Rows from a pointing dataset
------------------------------------------------
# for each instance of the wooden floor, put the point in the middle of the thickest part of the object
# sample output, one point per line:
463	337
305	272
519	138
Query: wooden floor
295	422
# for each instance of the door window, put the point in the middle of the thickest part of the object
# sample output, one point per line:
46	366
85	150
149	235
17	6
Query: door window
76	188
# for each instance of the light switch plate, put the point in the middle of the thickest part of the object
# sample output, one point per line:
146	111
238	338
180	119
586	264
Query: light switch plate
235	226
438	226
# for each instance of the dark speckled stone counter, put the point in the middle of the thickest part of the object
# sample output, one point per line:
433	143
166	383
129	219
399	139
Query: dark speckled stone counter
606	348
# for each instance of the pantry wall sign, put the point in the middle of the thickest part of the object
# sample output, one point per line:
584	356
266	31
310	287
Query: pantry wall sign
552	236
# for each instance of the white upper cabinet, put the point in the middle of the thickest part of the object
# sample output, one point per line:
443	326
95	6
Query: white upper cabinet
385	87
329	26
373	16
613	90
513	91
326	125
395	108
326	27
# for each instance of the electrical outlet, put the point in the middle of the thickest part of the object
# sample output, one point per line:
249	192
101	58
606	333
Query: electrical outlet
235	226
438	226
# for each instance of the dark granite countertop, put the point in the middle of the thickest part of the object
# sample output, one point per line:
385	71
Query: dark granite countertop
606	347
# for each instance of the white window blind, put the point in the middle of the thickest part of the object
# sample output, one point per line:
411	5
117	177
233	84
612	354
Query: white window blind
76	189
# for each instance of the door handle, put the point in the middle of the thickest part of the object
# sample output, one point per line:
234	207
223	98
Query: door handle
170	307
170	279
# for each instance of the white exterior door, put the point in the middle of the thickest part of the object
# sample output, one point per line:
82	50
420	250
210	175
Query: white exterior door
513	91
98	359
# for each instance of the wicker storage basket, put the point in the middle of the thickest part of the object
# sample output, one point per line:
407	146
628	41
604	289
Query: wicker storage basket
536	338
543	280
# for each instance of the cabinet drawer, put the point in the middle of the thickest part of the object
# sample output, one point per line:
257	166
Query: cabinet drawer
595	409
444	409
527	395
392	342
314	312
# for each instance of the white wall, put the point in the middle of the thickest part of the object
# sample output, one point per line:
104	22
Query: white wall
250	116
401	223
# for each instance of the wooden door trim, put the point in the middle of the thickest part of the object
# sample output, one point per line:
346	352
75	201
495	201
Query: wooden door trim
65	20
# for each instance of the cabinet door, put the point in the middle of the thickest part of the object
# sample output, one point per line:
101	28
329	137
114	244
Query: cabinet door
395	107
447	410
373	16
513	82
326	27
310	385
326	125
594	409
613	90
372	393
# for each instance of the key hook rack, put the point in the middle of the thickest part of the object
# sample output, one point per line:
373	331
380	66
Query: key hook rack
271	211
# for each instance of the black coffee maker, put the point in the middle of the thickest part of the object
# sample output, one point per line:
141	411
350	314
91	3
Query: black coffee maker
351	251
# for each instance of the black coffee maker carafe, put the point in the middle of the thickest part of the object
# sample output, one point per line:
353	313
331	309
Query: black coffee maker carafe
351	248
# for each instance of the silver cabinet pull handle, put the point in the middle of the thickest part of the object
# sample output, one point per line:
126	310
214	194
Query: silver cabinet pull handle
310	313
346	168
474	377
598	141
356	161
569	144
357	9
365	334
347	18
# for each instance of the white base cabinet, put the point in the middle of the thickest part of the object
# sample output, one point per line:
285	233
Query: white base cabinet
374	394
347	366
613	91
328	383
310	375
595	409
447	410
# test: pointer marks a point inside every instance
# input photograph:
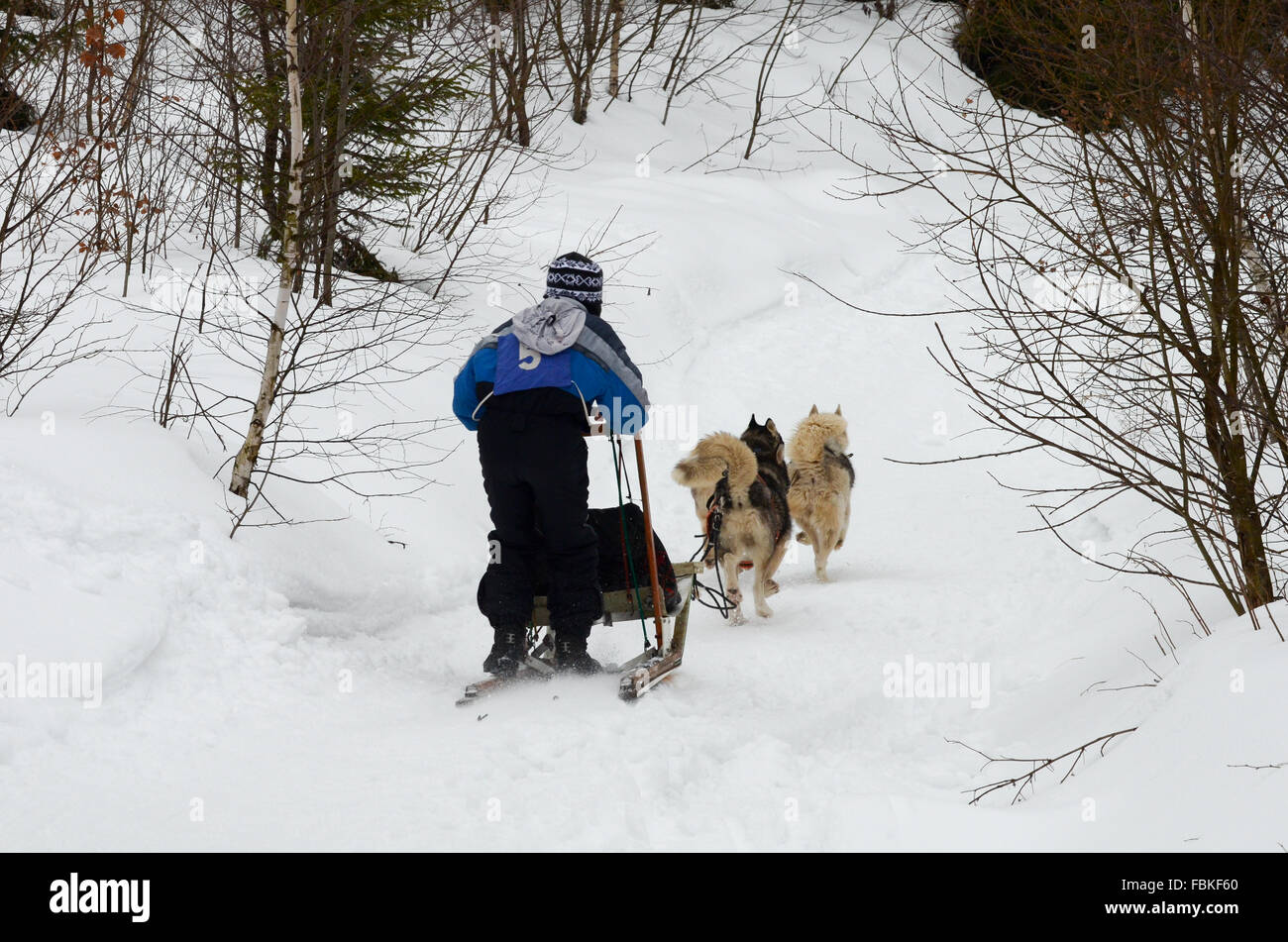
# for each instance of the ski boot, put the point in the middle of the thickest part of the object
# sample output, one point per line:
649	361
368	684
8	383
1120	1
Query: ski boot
509	650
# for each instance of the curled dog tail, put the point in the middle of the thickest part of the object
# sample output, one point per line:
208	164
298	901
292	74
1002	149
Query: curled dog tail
812	434
708	461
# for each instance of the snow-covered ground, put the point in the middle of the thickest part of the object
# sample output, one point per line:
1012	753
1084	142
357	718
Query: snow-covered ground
294	687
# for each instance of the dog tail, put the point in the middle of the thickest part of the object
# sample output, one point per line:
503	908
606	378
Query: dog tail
812	434
712	456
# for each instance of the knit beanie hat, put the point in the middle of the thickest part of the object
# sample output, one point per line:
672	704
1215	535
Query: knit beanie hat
578	276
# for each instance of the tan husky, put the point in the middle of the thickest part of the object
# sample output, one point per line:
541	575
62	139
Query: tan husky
820	480
746	478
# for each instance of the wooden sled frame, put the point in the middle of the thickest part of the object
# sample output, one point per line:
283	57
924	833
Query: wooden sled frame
670	628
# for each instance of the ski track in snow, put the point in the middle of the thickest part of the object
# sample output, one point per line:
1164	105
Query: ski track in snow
228	678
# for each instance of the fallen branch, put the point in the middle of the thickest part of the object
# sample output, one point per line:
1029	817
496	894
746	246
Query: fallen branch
1025	780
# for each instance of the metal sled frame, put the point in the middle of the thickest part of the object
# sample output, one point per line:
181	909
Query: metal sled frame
647	670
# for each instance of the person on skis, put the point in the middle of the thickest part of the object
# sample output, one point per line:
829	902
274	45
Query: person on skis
527	389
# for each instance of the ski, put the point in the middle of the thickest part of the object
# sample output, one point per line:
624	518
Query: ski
640	680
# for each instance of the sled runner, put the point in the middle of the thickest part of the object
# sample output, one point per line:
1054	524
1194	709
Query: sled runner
662	653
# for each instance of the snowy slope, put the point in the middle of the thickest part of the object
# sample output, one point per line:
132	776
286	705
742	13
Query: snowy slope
294	687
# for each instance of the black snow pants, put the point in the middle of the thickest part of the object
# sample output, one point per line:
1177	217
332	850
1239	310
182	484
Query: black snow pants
537	486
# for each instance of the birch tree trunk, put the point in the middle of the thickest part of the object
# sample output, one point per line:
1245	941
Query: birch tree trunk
616	50
249	455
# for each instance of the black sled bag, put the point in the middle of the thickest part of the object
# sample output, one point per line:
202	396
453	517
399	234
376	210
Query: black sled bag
614	564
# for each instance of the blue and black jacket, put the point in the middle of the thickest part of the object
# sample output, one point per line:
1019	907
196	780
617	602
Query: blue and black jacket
553	358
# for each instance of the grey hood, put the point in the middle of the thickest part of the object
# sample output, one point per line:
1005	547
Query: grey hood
550	326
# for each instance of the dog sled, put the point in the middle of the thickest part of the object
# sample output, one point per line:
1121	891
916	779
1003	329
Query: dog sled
665	609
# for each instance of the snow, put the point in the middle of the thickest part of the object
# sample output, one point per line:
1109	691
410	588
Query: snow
294	687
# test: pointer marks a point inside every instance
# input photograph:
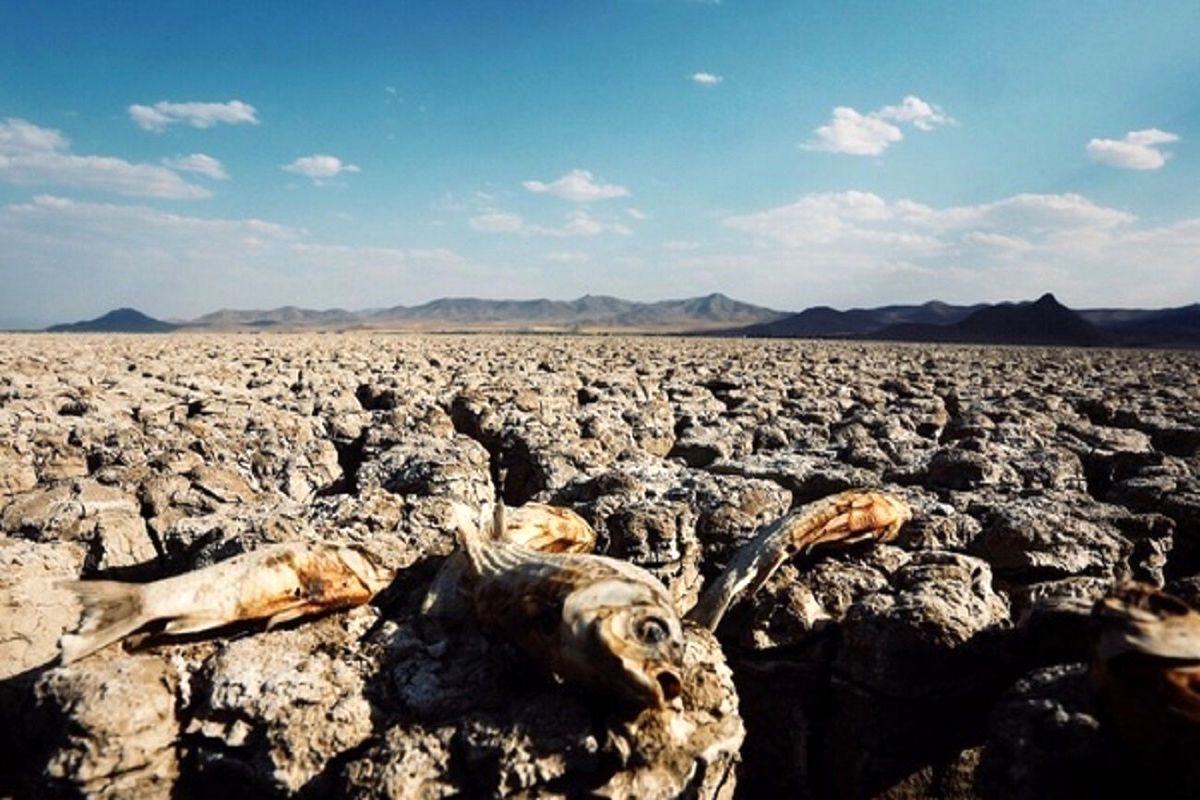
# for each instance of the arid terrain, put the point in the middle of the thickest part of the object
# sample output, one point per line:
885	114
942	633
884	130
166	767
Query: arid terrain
951	662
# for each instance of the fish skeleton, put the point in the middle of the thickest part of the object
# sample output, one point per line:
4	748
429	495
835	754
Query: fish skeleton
277	583
846	518
1145	669
589	619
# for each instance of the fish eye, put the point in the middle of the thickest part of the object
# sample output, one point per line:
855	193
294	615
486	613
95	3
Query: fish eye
652	630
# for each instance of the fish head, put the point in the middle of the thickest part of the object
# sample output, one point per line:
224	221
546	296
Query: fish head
628	638
364	566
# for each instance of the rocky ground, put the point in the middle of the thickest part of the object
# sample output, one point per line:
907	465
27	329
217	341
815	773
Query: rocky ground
948	663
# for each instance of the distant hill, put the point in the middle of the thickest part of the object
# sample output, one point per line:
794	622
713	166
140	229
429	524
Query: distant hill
826	322
589	312
289	316
1041	322
120	320
1163	326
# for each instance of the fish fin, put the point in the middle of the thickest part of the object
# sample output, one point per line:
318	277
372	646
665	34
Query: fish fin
496	529
111	612
191	625
287	615
466	529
------------------------------------------------
> [The problem] Give every record back exactly as it reads, with no images.

> [Problem solution]
# for each instance of the wooden floor, put the point in the middle of the thickest part of the object
# sample output, one point per line:
463	337
305	272
519	138
Query: wooden floor
295	422
# for each instance of the door window, put the point in the middle of the thickest part of the object
# sample output, one point per line:
46	366
85	150
149	235
17	6
Query: door window
76	188
# for each instance of the light switch plate, put the point in the middle of the thickest part of the object
# sample output, one point per line:
146	111
238	338
180	119
586	264
Query: light switch plate
235	226
438	226
# for each instance of the dark speckled stone counter, put the point in the middle of the thickest part of the object
# sample output, one point per line:
433	143
166	383
129	219
399	139
Query: dark speckled stone counter
606	348
# for each instance of the pantry wall sign, put the point in the middle of the thickest part of the object
# sample output, one point per line:
584	356
266	31
310	287
Query: pantry wall sign
552	236
# for each instance of the white upper cabinet, put the point in the middle of the thickest part of the object
# sample output, one point per line:
443	326
95	6
Query: white upper cabinet
385	87
329	26
373	16
613	90
513	91
326	125
395	108
326	27
# for each instance of the electrical outlet, put the point in the middle of the thickest part of the object
# sample output, one point per line:
249	192
101	58
606	333
Query: electrical outlet
235	226
438	226
# for each instance of the dark granite countertop, put the point in the middle of the thickest part of the object
# sample output, one point per line:
385	71
Query: dark granite countertop
606	347
# for each instance of the white window blind, put the point in the middle of the thickest part of the object
# sample output, one point per line:
411	5
117	177
233	84
612	354
Query: white window blind
76	189
# for each instance of the door handle, put the point in the middle of the thickest part of the object
# sample output, one point per line:
234	207
223	98
Query: door handle
170	307
170	279
# for each instance of the white exterior door, put the point in the middle of the thickest part of the object
# sample output, one point per line:
82	50
420	250
210	175
Query: white exterior door
513	91
98	359
# for each instance of the wicker storage basket, put the point in the middle of the thickest part of the object
# sample output, one point per line:
407	146
628	41
604	289
Query: wicker storage basket
536	338
543	280
# for each instance of the cabinet drawer, put the point in the middle of the thickest part of the object
# sample output, one point per line:
257	166
Query: cabinet drawer
595	409
444	409
527	395
392	342
314	312
# for each instance of the white wall, put the point in the middle of the thickest part of the object
# sample output, one point per line:
104	22
Query: white wall
250	116
401	223
# for each instance of the wooden door trim, put the point in the middle of the thickest part of the object
# sample output, one point per line:
346	352
75	201
495	201
Query: wooden door trim
65	20
# for each instance of the cabinet door, put the point in the middle of the thickest part of the object
# sample output, one point per line:
101	28
329	137
114	244
Query: cabinet door
395	107
447	410
373	16
513	82
326	27
310	385
326	125
594	409
613	90
372	393
# for each instance of the key hook rack, put the point in the middle of the thickest part of the object
# sample output, one point per line:
373	331
380	66
Query: key hook rack
271	211
# for each instance of the black coffee maker, put the point in the middle of the thickest part of the object
# sample output, one point per line:
141	411
350	314
91	3
Query: black coffee maker
351	251
# for each instance of the black coffee maker carafe, put the point in the middle of the thickest part of the object
# sample output, one point per line:
353	313
331	309
Query: black coffee maker carafe
351	248
# for each instance of the silver cabinet pull handle, put the point in the middle of the thickest part of the object
# sample output, one point per line:
126	310
214	194
Query: silver cabinet pull handle
310	313
346	168
474	377
598	141
356	161
569	144
357	9
365	334
347	18
# for each instance of the white base cabinet, put the point in the middle of the thickest part of the object
# sample output, one point per line:
285	233
Query: white base cabinet
374	394
347	366
613	91
328	383
310	375
595	409
447	410
# test: pointer marks a point inside every instance
# input photograph:
# for each instance of the ski boot, put the point in the middle of the thickest part of the object
# sample output, one point per line:
649	361
368	684
8	383
1120	1
Query: ski boot
509	650
# for each instance of the curled dog tail, put the point in the middle of the thickest part of the object
# sample output, one point per line:
208	164
298	901
292	74
1002	149
Query: curled dog tail
812	434
708	461
# for each instance of the snow-covered ground, put the point in the middle of the thickest part of the object
# sample output, one point per line:
1012	753
1084	142
357	718
Query: snow-covered ground
294	687
# for each instance of the dog tail, put the point in the middle of the thickest part of the object
# sample output, one point per line:
503	908
606	378
Query: dog tail
812	434
712	456
# for each instance of the knit beanie hat, put the point in the middle of the thickest part of the object
# sample output, one point per line:
672	704
1215	535
Query: knit beanie hat
578	276
# for each instance of the tan husky, put the point in the middle of the thickest part of the object
# sample output, one point per line:
541	575
62	139
Query: tan husky
820	480
746	478
# for each instance of the wooden sled frame, put the point in the middle of the thickest part of the object
# sample output, one point per line:
283	57
924	833
Query: wooden sled frame
670	628
# for each instance of the ski track in snow, put the point in the middle of the thickest part of the object
# sample output, one point per line:
1164	105
Query: ski track in snow
228	678
# for each instance of the fallen branch, put the point in the middle of the thickest part of the object
# sample output, one point per line:
1029	817
496	894
746	246
Query: fallen branch
1025	780
# for each instance of the metal sled frame, put the point in the middle of the thickest part of the object
# sample output, one point per line:
181	909
Query: metal sled frame
647	670
# for each instance of the person on skis, put the point in the middle of the thickest part of the object
# sample output, one point per line:
829	902
274	45
Query: person on skis
527	389
# for each instance of the ski, put the point in the middle of the thickest part of the object
# sample output, one point per line:
624	518
Query: ski
640	680
# for each instance of the sled runner, put the point in the middle of the thickest part of the object
# sample output, one point per line:
1054	524
1194	709
Query: sled runner
662	653
# for each instance of the snowy slope, put the point in the middle of the thickest part of the object
# sample output, one point per line:
132	776
286	705
742	13
Query: snowy slope
294	687
# for each instance of the black snow pants, put the point in the middle of the thickest part of the object
# sample output, one point per line:
1177	217
332	850
1239	310
182	484
Query: black snow pants
537	486
# for each instance of the birch tree trunk, put the point in the middle of the thickest part of the object
# sample output, one point per line:
1245	941
Query: birch tree trunk
616	50
249	455
# for each instance of the black sled bag, put the point in the middle of the thickest part of the object
# sample output, one point per line:
202	396
453	517
399	234
376	210
Query: black sled bag
614	564
# for each instance of the blue and black jacket, put the point in the middle of the thickest part of the object
# sample output, one point per line:
1019	907
196	780
617	602
Query: blue and black jacket
553	358
# for each instance of the grey hood, put the point in the middle of the thickest part of the object
# sample output, one point per line:
1005	547
Query: grey hood
550	326
# for each instance of the dog sled, put the point in the middle of the thickest part of the object
# sample output, one point per line:
1121	891
916	779
1003	329
Query: dog sled
665	609
# for each instance of the snow, put the point in the middle of the thickest part of the object
# sample output, one point per line:
1109	691
410	588
Query: snow
294	687
# test: pointer marks a point inside every instance
# input photograph:
# for each instance of the arid terrain, put the point in the middle of the thickest part of the object
# sample output, one point per line:
885	114
942	633
884	130
166	767
Query: arid terrain
951	662
# for each instance of the fish skeleton, put the point in the middle of the thickest part of the object
# sample output, one point per line:
4	748
429	495
835	754
Query: fish skeleton
277	583
846	518
1145	669
589	619
# for each instance of the fish eye, put the point in the middle of the thickest part of the object
# sample output, one point per line:
855	193
294	615
486	613
95	3
Query: fish eye
652	630
# for each instance of the fish head, put the point in the middle of the thickest part of the object
# sample output, one point per line:
224	221
546	296
Query: fish head
628	638
364	566
# for each instance of the rocky ground, put the point in the middle of the thickest part of the object
# sample output, one point per line:
907	465
27	329
217	341
815	773
Query: rocky ground
948	663
# for each instance of the distant hill, put the point in the middle of the thickest part of the object
# sample output, one point per line:
794	622
713	166
140	229
429	524
Query: distant hill
826	322
589	312
289	316
1041	322
120	320
1163	326
# for each instance of the fish fin, put the point in the middle of the thickest part of the object
# sample output, one point per line:
318	277
372	646
665	34
Query: fish fin
496	529
111	612
191	625
287	615
466	529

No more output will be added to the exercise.